Work to do
- a) According to the post on the magnetic scalar potential of an infinite wire, how does the given potential differ from the cylindrical harmonics solution?
- b) Reproduce word for word everything in the post on the magnetic scalar potential of an infinite wire from "2. I speculate" down to "a fortuitous occurrence?".

═════ Selected text ═════

Magnetic Scalar Potential of Infinite Wire

Question

While working on a question about magnetic scalar potential, I encountered a challenge. The question posits that the magnetic scalar potential, denoted as $\phi$, takes the form $\phi = -\frac{I}{2\pi}\theta$. It then inquires why this expression is not present in Cylindrical Harmonics, the general solution to Laplace's equation in cylindrical coordinates..

I understand that the scalar potential provided here is multi-valued, whereas the solution presented in the form of cylindrical harmonics is a single-valued function. This distinction is crucial. However, my questions are...

1. Why should the solution to Laplace's equation be single-valued? Is it possible for a multi-valued function, such as the one described above, to serve as a solution to the complex form of Laplace's equation? Furthermore, why isn't the complex case of Laplace's equation considered in E&M?

2. I speculate that the multi-valued characteristic arises due to the non-simply connected nature of the considered domain, causing the curl theorem not to hold. Nonetheless, it still satisfies $B = -\mu_0\nabla\phi$ and $\nabla^2\phi = 0$. Is it a general rule that in a non-simply connected region, where $B = -\mu_0\nabla\phi$ and $\nabla^2\phi = 0$ hold, $\phi$ should always be multi-valued, or is this just a fortuitous occurrence?

═════ Information provided ═════

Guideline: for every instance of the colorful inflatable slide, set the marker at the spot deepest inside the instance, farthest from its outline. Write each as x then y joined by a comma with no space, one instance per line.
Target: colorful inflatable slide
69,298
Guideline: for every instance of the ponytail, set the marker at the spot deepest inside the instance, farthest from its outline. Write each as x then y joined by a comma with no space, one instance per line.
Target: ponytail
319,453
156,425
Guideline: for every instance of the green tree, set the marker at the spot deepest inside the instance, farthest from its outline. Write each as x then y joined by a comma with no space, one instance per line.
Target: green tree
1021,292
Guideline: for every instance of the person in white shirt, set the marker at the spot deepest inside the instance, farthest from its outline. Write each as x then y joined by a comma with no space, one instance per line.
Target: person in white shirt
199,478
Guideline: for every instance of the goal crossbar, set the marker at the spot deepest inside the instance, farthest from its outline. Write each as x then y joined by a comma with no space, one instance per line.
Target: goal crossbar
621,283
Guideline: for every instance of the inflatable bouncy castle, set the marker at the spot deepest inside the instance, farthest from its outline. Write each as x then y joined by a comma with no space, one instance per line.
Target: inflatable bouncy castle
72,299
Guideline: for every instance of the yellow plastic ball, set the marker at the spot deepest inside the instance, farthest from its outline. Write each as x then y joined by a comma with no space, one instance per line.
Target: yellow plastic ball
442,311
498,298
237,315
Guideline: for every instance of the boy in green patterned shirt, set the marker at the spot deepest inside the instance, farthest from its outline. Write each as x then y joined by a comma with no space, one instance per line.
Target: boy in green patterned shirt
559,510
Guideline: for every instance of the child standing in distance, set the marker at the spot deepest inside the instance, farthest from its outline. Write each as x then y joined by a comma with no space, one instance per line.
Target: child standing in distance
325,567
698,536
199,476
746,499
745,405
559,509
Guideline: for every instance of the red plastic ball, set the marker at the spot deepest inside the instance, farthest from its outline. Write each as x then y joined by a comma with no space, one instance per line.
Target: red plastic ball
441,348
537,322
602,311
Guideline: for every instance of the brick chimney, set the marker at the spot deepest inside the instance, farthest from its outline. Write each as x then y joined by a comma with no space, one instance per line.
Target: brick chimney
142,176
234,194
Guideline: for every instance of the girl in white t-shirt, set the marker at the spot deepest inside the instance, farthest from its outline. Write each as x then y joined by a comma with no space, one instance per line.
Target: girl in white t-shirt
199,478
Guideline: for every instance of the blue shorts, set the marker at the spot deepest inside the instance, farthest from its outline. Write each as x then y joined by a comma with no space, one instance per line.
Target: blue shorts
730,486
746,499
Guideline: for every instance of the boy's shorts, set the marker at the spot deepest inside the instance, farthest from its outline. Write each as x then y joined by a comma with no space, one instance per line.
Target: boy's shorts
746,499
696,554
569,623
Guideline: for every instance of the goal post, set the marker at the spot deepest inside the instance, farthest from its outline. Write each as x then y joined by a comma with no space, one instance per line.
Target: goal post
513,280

═════

Outputs in order
- a) The given potential is multi-valued, while the cylindrical harmonics solution is a single-valued function.

- b)
2. I speculate that the multi-valued characteristic arises due to the non-simply connected nature of the considered domain, causing the curl theorem not to hold. Nonetheless, it still satisfies $B = -\mu_0\nabla\phi$ and $\nabla^2\phi = 0$. Is it a general rule that in a non-simply connected region, where $B = -\mu_0\nabla\phi$ and $\nabla^2\phi = 0$ hold, $\phi$ should always be multi-valued, or is this just a fortuitous occurrence?